◆ Work to be completed:
Put every line of the rows below into a Markdown table with the columns n and Line, where n gives the line's number and Line gives its text. Leave out any blank lines.

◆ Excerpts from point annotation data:

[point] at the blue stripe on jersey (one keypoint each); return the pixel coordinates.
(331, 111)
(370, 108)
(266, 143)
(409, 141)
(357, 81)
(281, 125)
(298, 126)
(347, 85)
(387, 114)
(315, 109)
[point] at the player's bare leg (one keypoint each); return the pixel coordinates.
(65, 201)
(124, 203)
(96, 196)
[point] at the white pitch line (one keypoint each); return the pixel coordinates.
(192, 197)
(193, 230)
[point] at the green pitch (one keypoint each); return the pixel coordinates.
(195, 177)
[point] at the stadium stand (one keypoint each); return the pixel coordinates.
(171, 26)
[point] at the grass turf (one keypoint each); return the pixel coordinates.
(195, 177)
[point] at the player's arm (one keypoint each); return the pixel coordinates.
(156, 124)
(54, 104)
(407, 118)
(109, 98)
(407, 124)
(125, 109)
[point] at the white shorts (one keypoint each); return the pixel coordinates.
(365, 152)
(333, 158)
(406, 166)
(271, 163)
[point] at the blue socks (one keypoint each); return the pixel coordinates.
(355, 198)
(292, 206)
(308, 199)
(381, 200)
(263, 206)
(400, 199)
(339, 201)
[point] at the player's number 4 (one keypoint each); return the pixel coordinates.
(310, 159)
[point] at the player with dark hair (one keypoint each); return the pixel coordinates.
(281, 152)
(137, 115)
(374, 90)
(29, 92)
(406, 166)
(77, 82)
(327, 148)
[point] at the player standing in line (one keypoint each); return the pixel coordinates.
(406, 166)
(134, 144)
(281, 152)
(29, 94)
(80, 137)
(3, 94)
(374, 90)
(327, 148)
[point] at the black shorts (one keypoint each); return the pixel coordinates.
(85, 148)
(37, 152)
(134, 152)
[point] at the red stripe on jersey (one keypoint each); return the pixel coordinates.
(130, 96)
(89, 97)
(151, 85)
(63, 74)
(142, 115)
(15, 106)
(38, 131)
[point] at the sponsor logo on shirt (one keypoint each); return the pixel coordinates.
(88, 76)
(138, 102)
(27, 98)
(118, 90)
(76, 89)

◆ Output for this task:
| n | Line |
|---|---|
| 1 | [point] at the blue stripe on jersey (one keypoint each); return the pixel coordinates. |
| 2 | (331, 111) |
| 3 | (370, 108) |
| 4 | (266, 143) |
| 5 | (409, 141) |
| 6 | (357, 81) |
| 7 | (281, 125) |
| 8 | (298, 126) |
| 9 | (347, 85) |
| 10 | (387, 114) |
| 11 | (315, 109) |
| 12 | [point] at the player's bare leg (one keypoint each); return the pixel coordinates. |
| 13 | (65, 201) |
| 14 | (124, 203) |
| 15 | (96, 196) |
| 16 | [point] at the white pitch line (one keypoint each); return the pixel coordinates. |
| 17 | (192, 197) |
| 18 | (193, 230) |
| 19 | [point] at the green pitch (one keypoint each); return the pixel coordinates. |
| 20 | (195, 177) |
| 21 | [point] at the stadium stand (one keypoint each); return the pixel coordinates. |
| 22 | (171, 26) |
| 23 | [point] at the grass turf (one keypoint each); return the pixel coordinates. |
| 24 | (195, 177) |
| 25 | [point] at the player's arm (one keypoint each); return the pixel coordinates. |
| 26 | (156, 124) |
| 27 | (54, 104) |
| 28 | (407, 118) |
| 29 | (109, 98) |
| 30 | (407, 124) |
| 31 | (125, 109) |
| 32 | [point] at the white shorts (one keypoint each); return the pixel coordinates. |
| 33 | (365, 152) |
| 34 | (333, 158) |
| 35 | (406, 166) |
| 36 | (271, 163) |
| 37 | [point] at the blue socks (one keypoint each); return the pixel coordinates. |
| 38 | (355, 198) |
| 39 | (292, 206) |
| 40 | (308, 199) |
| 41 | (381, 200) |
| 42 | (263, 206) |
| 43 | (400, 199) |
| 44 | (339, 201) |
| 45 | [point] at the player's number 4 (one keypoint each); return the pixel coordinates. |
| 46 | (310, 159) |
| 47 | [point] at the player with dark hair (one keypoint each); return the pixel coordinates. |
| 48 | (281, 152) |
| 49 | (137, 115) |
| 50 | (374, 90) |
| 51 | (29, 92) |
| 52 | (406, 166) |
| 53 | (77, 82) |
| 54 | (327, 148) |
| 55 | [point] at the player standing in line (one keypoint each); return the pixel coordinates. |
| 56 | (406, 166) |
| 57 | (134, 144) |
| 58 | (281, 152) |
| 59 | (29, 94) |
| 60 | (80, 137) |
| 61 | (3, 94) |
| 62 | (374, 90) |
| 63 | (327, 148) |
| 64 | [point] at the black shorts (one keypoint each); return the pixel coordinates. |
| 65 | (85, 148) |
| 66 | (37, 152) |
| 67 | (134, 152) |
| 68 | [point] at the red stripe on jersey (one keypoint each); return the pixel coordinates. |
| 69 | (130, 96) |
| 70 | (89, 97) |
| 71 | (151, 85) |
| 72 | (63, 74) |
| 73 | (142, 115) |
| 74 | (15, 106) |
| 75 | (38, 131) |
| 76 | [point] at the sponsor logo on shirt (one keypoint each); return the pixel coordinates. |
| 77 | (88, 76) |
| 78 | (138, 102) |
| 79 | (27, 98) |
| 80 | (118, 90) |
| 81 | (76, 89) |